**Task:**
Beginning at the line containing "In this exercise you will mark the blue", output every line to the end of the data below exactly as it appears.

**The data:**
* start *

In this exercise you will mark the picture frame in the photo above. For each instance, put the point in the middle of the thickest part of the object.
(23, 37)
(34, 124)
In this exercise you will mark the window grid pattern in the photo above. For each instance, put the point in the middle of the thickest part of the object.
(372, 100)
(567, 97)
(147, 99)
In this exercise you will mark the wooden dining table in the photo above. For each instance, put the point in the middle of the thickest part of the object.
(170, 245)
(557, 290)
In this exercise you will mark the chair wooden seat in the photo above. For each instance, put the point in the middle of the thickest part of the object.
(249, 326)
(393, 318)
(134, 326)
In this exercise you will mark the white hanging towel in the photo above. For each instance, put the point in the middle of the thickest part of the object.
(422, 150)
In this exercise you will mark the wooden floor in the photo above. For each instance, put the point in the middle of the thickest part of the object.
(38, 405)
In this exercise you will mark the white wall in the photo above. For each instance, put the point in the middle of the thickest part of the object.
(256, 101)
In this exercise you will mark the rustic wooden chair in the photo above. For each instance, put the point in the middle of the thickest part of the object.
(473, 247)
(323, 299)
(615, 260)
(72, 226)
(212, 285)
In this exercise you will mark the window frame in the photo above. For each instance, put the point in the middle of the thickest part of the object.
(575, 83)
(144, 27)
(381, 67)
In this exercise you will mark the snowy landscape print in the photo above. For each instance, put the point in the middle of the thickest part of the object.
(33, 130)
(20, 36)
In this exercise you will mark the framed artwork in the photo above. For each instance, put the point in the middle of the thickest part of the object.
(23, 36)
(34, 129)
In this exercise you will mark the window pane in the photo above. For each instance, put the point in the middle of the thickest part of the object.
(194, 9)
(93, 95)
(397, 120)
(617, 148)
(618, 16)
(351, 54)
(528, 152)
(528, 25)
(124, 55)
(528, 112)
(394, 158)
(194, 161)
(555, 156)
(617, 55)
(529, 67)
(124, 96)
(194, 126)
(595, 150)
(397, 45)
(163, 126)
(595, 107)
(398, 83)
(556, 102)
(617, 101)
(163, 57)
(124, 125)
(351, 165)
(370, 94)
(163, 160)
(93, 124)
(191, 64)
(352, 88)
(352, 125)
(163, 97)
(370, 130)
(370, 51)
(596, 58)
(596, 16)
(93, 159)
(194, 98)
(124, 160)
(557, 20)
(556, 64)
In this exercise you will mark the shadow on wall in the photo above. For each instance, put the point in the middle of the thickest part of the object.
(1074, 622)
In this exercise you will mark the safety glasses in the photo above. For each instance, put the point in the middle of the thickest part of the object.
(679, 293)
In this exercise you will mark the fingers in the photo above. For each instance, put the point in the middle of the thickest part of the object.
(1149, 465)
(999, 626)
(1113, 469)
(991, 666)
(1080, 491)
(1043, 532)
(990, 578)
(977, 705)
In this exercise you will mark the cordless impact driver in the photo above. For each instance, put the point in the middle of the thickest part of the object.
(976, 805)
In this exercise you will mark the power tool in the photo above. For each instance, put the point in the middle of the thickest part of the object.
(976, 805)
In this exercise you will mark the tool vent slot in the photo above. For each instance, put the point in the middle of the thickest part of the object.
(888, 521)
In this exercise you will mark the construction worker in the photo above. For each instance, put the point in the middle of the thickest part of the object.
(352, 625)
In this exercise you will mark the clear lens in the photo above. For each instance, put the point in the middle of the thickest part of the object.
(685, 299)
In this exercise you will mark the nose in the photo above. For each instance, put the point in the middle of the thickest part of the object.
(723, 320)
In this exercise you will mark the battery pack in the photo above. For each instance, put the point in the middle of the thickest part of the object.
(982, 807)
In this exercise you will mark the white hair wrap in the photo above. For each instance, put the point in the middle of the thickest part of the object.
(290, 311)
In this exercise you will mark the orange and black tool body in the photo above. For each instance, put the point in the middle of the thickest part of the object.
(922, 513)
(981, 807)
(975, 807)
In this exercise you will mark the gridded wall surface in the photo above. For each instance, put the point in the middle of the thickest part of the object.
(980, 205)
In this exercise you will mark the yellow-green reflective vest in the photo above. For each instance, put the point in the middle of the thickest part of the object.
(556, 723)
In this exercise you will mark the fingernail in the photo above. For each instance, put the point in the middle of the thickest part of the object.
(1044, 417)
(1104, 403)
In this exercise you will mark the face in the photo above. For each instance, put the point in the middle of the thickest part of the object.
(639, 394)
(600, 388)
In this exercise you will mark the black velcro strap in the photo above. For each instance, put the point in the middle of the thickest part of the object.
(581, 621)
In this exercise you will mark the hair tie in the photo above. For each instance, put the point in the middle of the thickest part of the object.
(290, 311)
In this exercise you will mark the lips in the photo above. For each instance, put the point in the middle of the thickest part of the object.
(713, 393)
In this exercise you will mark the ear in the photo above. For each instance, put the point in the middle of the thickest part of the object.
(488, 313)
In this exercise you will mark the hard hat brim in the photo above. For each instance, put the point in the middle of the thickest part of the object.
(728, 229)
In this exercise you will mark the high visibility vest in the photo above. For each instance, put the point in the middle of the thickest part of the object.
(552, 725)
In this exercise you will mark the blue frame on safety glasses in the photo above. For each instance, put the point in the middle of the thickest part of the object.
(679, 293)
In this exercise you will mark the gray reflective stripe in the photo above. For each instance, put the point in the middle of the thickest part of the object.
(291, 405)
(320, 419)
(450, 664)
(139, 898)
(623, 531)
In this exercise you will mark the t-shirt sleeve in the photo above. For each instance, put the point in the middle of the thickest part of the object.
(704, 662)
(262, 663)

* end *

**Result for this task:**
In this exercise you will mark the blue frame on safety glasses in the photo above. For each instance, put the point in the middle of the thickest part of the object.
(679, 293)
In this exercise you will mark the gray reflective stripe in the photo above. For each instance, put the point in the middle of the thickest part of the object.
(291, 405)
(320, 419)
(450, 664)
(139, 898)
(623, 531)
In this exercise you will mark the t-shirt sleeve in the photo above. For each instance, put the point in the middle of the thickest part of the object.
(704, 662)
(262, 663)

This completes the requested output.